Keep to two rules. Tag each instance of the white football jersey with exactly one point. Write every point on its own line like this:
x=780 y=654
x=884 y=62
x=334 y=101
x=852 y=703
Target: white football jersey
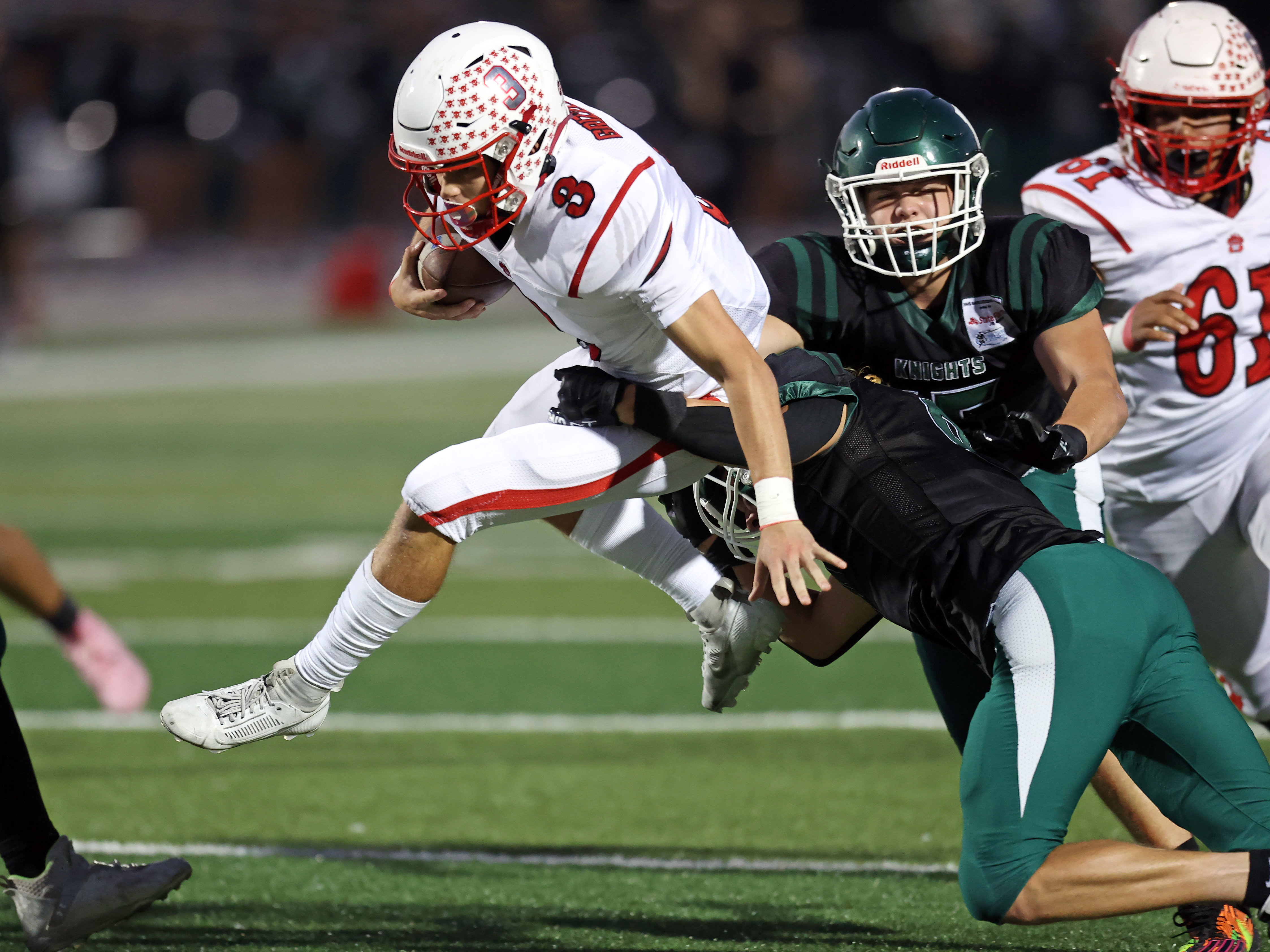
x=1201 y=405
x=614 y=248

####

> EXERCISE DIRECTIONS: The reply is to be all the records above, transcribed exactly, with no pictures.

> RESULT OF THIS TASK:
Keep to two rules. Tag each instance of the white football jersey with exactly one point. Write every point on its own line like this:
x=780 y=654
x=884 y=62
x=334 y=101
x=852 y=703
Target: white football jersey
x=1201 y=405
x=614 y=248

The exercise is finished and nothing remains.